*Complete the following*.
(1) According to the forum thread on network transfer speeds, how fast can non-server 1Gbps network cards usually get?
(2) Continue the forum thread on network transfer speeds from where it stops.

*Given passage*.

You will never be able to max out system with single single-stream command like dd. You need multiple concurrent IO streams for this.

m_lubinski
12,004 Views

Aborzenkov,

thanks for your input, but why then if I setup normal server with Windows 2008 (physical one), and connect from another server via \\servername\c$, and get a file (or write a file), then I get speed 100-120MB/s constantly? I often get that question from my customers, and I can't really explain that behavior.

Do you have valid explanation to that? I would appreciate it - maybe i would understand that more

p_maniawski
12,004 Views

This might be a matter of window size or packet size of your LAN connection or the NIC itself. Test your network connection with iperf using smaller and greater window size (parameter -w4K and -w128K). With 4k you get 300Mbps, while with 128k almost a full bandwidth. Moreover, non-server (ex. laptop) 1Gbps NICs can't usually do better then 400mbps. BTW, the interesting thing you achieve 100MB/s with Windows 2008. We can't get so much with 2003.

*Dataset extract*.
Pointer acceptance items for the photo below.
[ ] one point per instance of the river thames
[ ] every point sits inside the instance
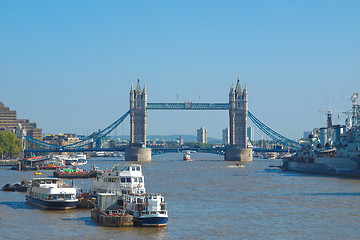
(207, 198)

*Answers provided*.
(1) They usually can't do better than 400Mbps.

(2)
Paweł

shane_bradley
12,004 Views

Most likely, the stack is also important Win2k8 is the first windows OS in years that can efficently use its tcp stack. Hence the massive network performance improvement.

aborzenkov
12,004 Views

Could you show the exact dd command you used as well as NFS mount options?

m_lubinski
12,004 Views

well, dd command is pretty common:

dd if=/dev/zero of=/tmp/testfile bs=1M count=2000

creates 2gb file

nfs mount is from ESX host, so basically default one, but we also did the same test on following nfs mount (physical linux server):

netapp:/vol/nfs1   /vhosts nfs     defaults,noatime,hard,intr     0  0

webfarm_aruba
12,004 Views

Hi marek, i've launched 17 streams of dd from 17 different servers against the 6280, and i've reached 408MByte/sec writing, and 621MByte/sec reading. I have to say that our FAS is not optimized for throughtput but just for random IOs and doesn't have many disks loops (two controllers are installed in different places so we need to reduce fiber patches). This caused a B in sysstat CP field.

Probably with an higher number of loops performance could be increased.

Lorenzo.

m_lubinski
10,800 Views

hi,

thanks for your answer. and how many disks per each controller you have?

were these servers physical linux or virtual?

and from each server when you did dd command - what result you got?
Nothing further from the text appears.